» **Your goal**: Omit every picture, then return each line of the data below exactly.

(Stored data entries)
☆ ☆ ☆
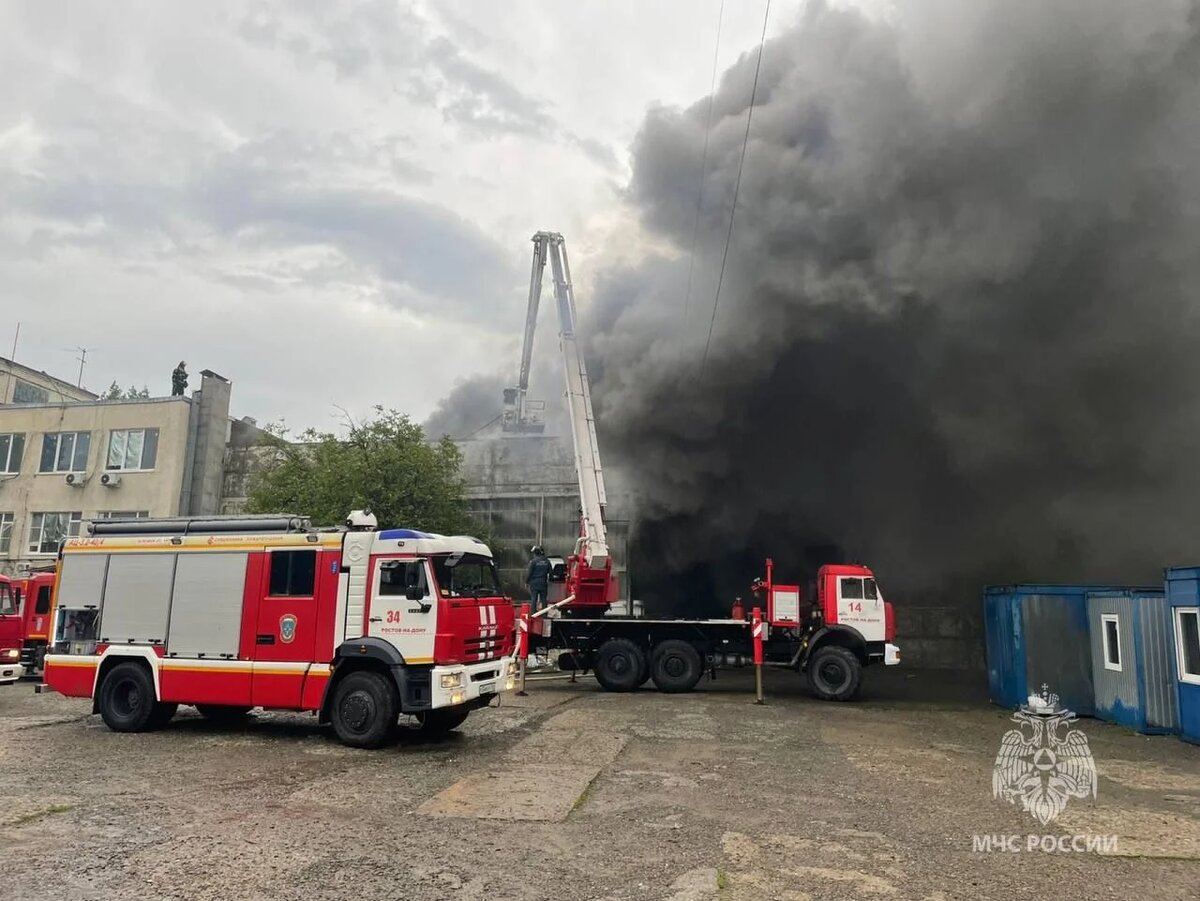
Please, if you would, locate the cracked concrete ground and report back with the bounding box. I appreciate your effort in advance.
[1,669,1197,900]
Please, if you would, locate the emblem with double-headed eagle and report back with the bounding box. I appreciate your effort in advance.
[992,684,1097,825]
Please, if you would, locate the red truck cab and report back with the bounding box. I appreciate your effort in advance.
[0,575,24,684]
[13,572,55,676]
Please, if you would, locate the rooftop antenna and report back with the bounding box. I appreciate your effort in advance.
[70,346,90,387]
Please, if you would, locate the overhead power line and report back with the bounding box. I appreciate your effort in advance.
[702,0,772,369]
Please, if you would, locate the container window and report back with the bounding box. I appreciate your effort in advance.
[268,550,316,597]
[840,578,864,600]
[1101,614,1121,671]
[1176,608,1200,685]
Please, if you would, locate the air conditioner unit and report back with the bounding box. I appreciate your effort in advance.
[64,472,87,487]
[100,472,122,488]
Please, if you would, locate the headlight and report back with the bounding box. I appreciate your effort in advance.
[450,691,465,705]
[0,648,18,662]
[439,672,463,690]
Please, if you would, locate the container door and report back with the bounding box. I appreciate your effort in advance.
[252,548,319,708]
[984,592,1025,708]
[1022,593,1094,715]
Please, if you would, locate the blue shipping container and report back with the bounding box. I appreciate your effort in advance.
[985,585,1117,716]
[1086,589,1178,734]
[1164,567,1200,744]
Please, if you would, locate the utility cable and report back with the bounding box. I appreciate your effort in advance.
[701,0,772,368]
[682,0,726,327]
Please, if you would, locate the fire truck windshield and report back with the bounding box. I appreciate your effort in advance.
[432,553,502,598]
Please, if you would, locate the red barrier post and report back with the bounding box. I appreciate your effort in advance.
[516,603,531,696]
[751,606,765,704]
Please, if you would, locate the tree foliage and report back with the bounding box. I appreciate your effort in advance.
[103,381,151,400]
[245,407,479,535]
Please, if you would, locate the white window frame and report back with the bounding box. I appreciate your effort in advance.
[27,512,83,555]
[105,428,159,472]
[1100,613,1122,672]
[0,512,13,553]
[97,511,150,520]
[39,432,91,473]
[0,432,24,473]
[1175,607,1200,686]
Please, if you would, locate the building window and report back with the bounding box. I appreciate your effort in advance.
[0,433,25,473]
[11,378,49,405]
[39,432,91,473]
[1176,608,1200,686]
[268,550,316,597]
[1101,613,1122,672]
[97,511,150,519]
[106,428,159,471]
[28,512,82,554]
[0,512,13,553]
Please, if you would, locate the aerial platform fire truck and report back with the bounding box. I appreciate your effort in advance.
[503,231,901,699]
[0,575,25,685]
[42,511,517,748]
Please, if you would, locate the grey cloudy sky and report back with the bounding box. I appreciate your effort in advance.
[0,0,837,433]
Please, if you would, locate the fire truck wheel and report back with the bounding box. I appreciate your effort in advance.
[649,640,703,693]
[806,646,862,701]
[593,638,645,692]
[195,704,252,723]
[416,706,470,736]
[330,670,398,749]
[97,662,159,733]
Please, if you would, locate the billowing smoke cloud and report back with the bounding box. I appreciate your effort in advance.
[586,0,1200,610]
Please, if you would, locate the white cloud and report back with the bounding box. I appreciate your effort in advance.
[0,0,816,429]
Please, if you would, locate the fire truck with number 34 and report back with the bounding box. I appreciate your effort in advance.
[42,510,516,748]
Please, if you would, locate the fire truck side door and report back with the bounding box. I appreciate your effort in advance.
[368,557,436,664]
[252,548,319,708]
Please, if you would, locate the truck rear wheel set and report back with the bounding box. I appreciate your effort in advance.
[591,638,705,694]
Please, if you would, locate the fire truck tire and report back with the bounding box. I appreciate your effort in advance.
[806,646,862,701]
[593,638,645,692]
[649,640,703,693]
[416,706,470,736]
[97,662,159,733]
[195,704,252,723]
[330,670,398,749]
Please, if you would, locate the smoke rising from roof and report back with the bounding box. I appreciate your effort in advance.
[585,0,1200,609]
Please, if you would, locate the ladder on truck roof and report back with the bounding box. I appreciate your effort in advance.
[87,514,312,537]
[503,231,609,575]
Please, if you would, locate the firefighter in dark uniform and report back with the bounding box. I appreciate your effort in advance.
[526,545,552,612]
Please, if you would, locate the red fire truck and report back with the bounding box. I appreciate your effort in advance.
[10,571,55,677]
[504,232,900,697]
[42,511,517,748]
[0,575,24,684]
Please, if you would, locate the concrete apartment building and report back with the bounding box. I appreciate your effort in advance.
[0,361,248,575]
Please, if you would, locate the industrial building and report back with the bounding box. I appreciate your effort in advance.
[0,363,260,575]
[456,431,631,607]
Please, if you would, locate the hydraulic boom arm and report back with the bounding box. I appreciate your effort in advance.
[504,231,612,610]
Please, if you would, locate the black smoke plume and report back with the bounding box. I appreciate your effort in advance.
[586,0,1200,612]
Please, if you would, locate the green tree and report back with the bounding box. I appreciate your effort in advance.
[103,382,151,399]
[246,407,482,536]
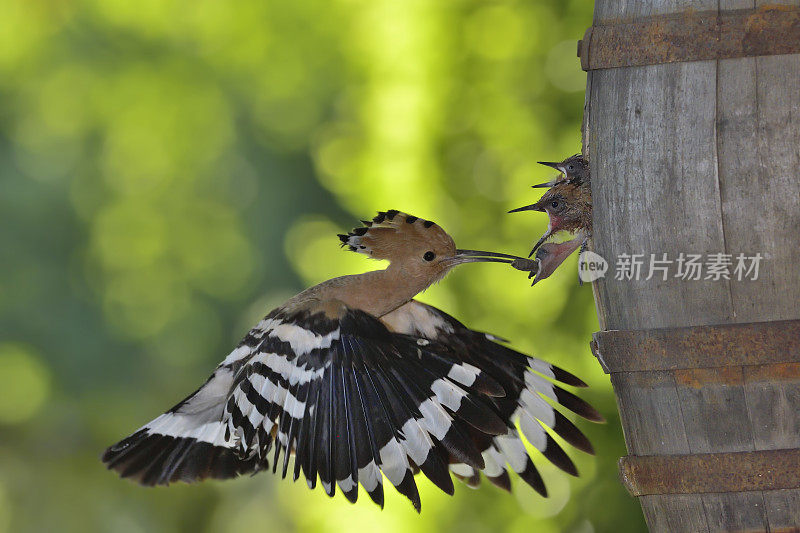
☆ ☆ ☆
» **Result for this task**:
Please, if you would, locate the cracked concrete ground and report back with the bounding box. I appreciate your effort in advance.
[1,669,1197,900]
Please, if you would, locate the emblem with double-headed eagle and report back with the bounding box. I appreciate your effort in advance.
[992,684,1097,825]
Please, if you would, locate the red truck cab and report back with the bounding box. I appreciate your effort in advance.
[0,575,24,684]
[13,572,55,676]
Please, if you would, locate the rooftop antenna and report back with the bounding box. I appreciate your effort in advance.
[70,346,90,387]
Please, if you would, locate the overhead power line and report back with the bounding box. I appreciate your effort in advance.
[702,0,772,369]
Please, if you would, locate the container window and report back with the bounding box. I appreciate your effort in advance.
[268,550,316,597]
[840,578,864,600]
[1101,614,1121,671]
[1176,608,1200,685]
Please, if you would, locate the air conditioner unit and report back with the bounding box. I appreciate your effort in advance.
[64,472,87,487]
[100,472,122,488]
Please, if you would, locate the headlight and report back with the bounding box. I appreciate your effort in advance.
[450,691,465,705]
[0,648,18,662]
[439,672,463,690]
Please, if you would, locate the container door and report back with the bounding box. I appreciate your effort in advance.
[252,548,319,708]
[984,592,1025,708]
[1022,593,1094,715]
Please, if you would, locate the blue shipping container and report back with the bounding box. I appreciate your effort in advance.
[985,585,1117,716]
[1086,589,1178,734]
[1164,567,1200,744]
Please, if you would, locate the utility cable and report back with the bounding box. I appreciate your effort in advance.
[701,0,772,368]
[682,0,726,327]
Please, if you would, locate the fire truck windshield and report back with the bounding box. I appreciate your effort in advance.
[432,553,502,598]
Please, if you would, locate the red barrier post and report back with the bounding box. I appreciate your effort in advance.
[516,603,531,696]
[751,606,765,704]
Please, if you would, locate the tree foliage and report back with the bounding box. I appreciate your effort in advance.
[103,381,151,400]
[245,407,479,535]
Please, if you would, locate the white window frame and report back with the bounding box. I appreciate your effort in advance.
[27,512,83,555]
[105,428,159,472]
[1100,613,1122,672]
[0,512,13,553]
[97,511,150,520]
[39,432,91,473]
[0,432,24,473]
[1175,607,1200,686]
Please, if you would, locate the building window and report back with the bounding box. I appreciate your effort in advance.
[0,433,25,473]
[11,378,49,405]
[39,432,91,473]
[1176,608,1200,686]
[268,550,316,597]
[1101,613,1122,672]
[97,511,150,519]
[106,428,159,471]
[28,512,82,554]
[0,512,13,553]
Please, if you would, locate the aerial platform fire truck and report back with the bounding box. I appreciate your effort in advance.
[503,231,901,699]
[0,575,25,685]
[42,511,517,748]
Please, if you would, locate the grey cloudy sky and report back with the bounding box. I appreciate your effort in advance.
[0,0,837,433]
Please, if you would, locate the fire truck wheel and report back with the bounding box. I appreciate your effort in advance.
[649,640,703,693]
[806,646,862,701]
[593,638,645,692]
[195,704,252,723]
[416,706,470,736]
[330,670,398,749]
[97,662,159,733]
Please, if you would, locate the billowing smoke cloud and report back with the bounding box. I appreciate your effort in advance.
[586,0,1200,610]
Please, if you would, locate the white cloud and report back with the bounding box. I appreciate your effort in advance.
[0,0,816,429]
Please, if you would, locate the fire truck with number 34 and report back with the bounding box. I appreciate your effort in advance.
[42,510,516,748]
Please, if you would, locate the fire truck side door and report back with the bounding box. I appreciate your effort in advance.
[368,557,436,664]
[252,548,319,708]
Please, if you would, locate the truck rear wheel set and report back with the bounding box. I appreciate your effort in advance.
[591,638,705,694]
Please, if you would, locate the fire truck tire and report back with the bounding box. I appreciate your effort in advance.
[806,646,862,701]
[593,638,645,692]
[649,640,703,693]
[416,706,470,736]
[97,662,159,733]
[195,704,252,723]
[330,670,398,749]
Please, if you would, locate the smoke rising from roof and report back with the bounding box. I appreciate your effort in advance.
[585,0,1200,609]
Please, if you would, locate the ladder on truck roof and report back with the bounding box. I appreciate your effort in advance.
[87,514,312,537]
[503,231,609,575]
Please, if you would, locate the firefighter in dark uniform and report back with the bounding box. I appreciate your effort in advance.
[526,545,552,612]
Please, if you would, locate the red fire truck and report back with the bounding box. I appreciate your effort in advance.
[10,571,55,677]
[504,232,900,697]
[42,511,517,748]
[0,575,24,684]
Please, if you would, locate the concrete apartment building and report back with the bounding box. I appreciate your effort in advance.
[0,361,248,575]
Please, if you would, locate the industrial building and report back with the bounding box. I appreciate your effort in advance.
[0,363,260,575]
[456,431,631,607]
Please, if you would, locate the hydraulic boom arm and report back with the bounding box. I appreciate your effort in advance.
[504,231,612,610]
Please, if you would, locate the black smoke plume and report back with the bounding box. I appreciate your effort in advance.
[586,0,1200,612]
Please, if you would, locate the green tree and report back with the bounding box. I appreciate your effort in advance.
[103,382,151,399]
[246,407,482,536]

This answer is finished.